━━━━━ PAGE EXTRACT
PM pledges $50 m to conserve biodiversity

New Delhi ratifies Nagoya Protocol

Prime Minister Manmohan Singh on Tuesday announced a $50 million fund to boost conservation of biological diversity in the country and similar capacity building efforts for the developing nations during its two-year presidency of the COP-11.

After launching the Hyderabad Pledge, the prime minister addressed the opening plenary of the three-day high-level segment of the 11th Conference of Parties (COP-11) to the Convention of Biological Diversity.

He said: “The fund is to strengthen the institutional mechanism for biodiversity conservation in India. We will use these funds to enhance the technical and human capabilities of our national and state-level mechanisms to attain the Convention on Biological Diversity objectives.”

Announcing that India has ratified the Nagoya Protocol and formalised its commitment to it, the prime minister urged all the parties to do likewise. He said India has tried a unique approach to protection of traditional knowledge by establishing a Traditional Knowledge Digital Library with a database of 34 million pages of information in five international languages in formats easily accessible by patent examiners. This library promotes the objectives of the Nagoya Protocol on the issue of protection of codified traditional knowledge systems such as the celebrated Ayurveda.
━━━━━━━━━━
━━━━━ LISTED RECORDS
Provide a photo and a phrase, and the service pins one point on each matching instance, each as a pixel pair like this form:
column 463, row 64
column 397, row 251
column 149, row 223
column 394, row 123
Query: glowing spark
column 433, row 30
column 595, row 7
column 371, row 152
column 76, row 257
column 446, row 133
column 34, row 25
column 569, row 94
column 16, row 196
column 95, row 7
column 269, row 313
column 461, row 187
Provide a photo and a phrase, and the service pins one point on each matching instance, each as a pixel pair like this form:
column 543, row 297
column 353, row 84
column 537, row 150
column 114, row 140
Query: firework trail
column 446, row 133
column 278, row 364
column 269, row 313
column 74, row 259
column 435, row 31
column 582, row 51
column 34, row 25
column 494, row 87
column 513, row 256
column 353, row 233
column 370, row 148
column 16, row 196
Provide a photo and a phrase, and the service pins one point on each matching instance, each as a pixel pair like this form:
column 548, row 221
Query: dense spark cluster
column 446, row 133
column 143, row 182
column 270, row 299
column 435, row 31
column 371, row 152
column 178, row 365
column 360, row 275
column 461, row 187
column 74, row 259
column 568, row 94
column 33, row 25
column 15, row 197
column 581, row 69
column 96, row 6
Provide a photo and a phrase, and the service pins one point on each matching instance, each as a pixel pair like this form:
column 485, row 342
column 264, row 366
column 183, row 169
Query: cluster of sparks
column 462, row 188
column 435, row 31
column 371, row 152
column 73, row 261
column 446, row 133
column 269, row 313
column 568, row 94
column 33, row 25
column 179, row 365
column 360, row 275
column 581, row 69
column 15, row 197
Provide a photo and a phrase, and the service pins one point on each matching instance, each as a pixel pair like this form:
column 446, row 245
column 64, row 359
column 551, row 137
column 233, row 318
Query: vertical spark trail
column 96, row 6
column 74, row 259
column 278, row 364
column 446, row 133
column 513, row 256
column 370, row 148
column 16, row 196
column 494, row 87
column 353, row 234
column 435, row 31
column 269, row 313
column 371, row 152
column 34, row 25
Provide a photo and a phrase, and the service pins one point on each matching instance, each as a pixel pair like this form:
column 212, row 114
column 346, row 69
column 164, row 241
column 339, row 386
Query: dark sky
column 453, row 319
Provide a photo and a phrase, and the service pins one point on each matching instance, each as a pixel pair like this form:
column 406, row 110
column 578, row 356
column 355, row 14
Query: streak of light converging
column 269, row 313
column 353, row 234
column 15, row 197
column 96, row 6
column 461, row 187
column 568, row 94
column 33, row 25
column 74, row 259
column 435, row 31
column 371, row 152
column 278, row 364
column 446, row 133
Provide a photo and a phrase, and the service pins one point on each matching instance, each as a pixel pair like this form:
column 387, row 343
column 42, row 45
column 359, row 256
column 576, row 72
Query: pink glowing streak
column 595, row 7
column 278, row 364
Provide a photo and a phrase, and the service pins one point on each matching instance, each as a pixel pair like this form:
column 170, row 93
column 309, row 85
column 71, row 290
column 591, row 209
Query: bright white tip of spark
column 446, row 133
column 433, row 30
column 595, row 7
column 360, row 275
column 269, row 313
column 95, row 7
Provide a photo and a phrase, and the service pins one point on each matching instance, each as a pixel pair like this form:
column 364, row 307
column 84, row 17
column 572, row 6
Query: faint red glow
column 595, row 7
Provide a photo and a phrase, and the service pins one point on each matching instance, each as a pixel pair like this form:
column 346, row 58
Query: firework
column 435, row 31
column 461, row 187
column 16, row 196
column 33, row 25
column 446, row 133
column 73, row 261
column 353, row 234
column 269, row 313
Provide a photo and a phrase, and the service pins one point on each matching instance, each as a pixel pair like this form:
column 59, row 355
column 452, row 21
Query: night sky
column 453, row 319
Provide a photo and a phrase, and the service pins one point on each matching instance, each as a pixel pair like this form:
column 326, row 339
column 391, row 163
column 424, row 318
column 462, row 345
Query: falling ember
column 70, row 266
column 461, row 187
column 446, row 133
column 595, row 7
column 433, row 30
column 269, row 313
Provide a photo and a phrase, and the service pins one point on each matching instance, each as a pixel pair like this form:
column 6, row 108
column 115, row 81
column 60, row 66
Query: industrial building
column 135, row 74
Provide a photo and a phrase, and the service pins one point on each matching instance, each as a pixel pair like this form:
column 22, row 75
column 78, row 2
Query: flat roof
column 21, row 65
━━━━━━━━━━
EXERCISE GOAL -
Give a two-sentence summary of the article on the $50 million biodiversity pledge.

THE ANSWER -
At the 11th Conference of Parties to the Convention on Biological Diversity, Prime Minister Manmohan Singh announced a $50 million fund to strengthen India's institutional mechanism for biodiversity conservation and to support capacity building in developing nations. He also announced that India had ratified the Nagoya Protocol, urged all parties to do the same, and described India's Traditional Knowledge Digital Library, which holds 34 million pages of information in five international languages.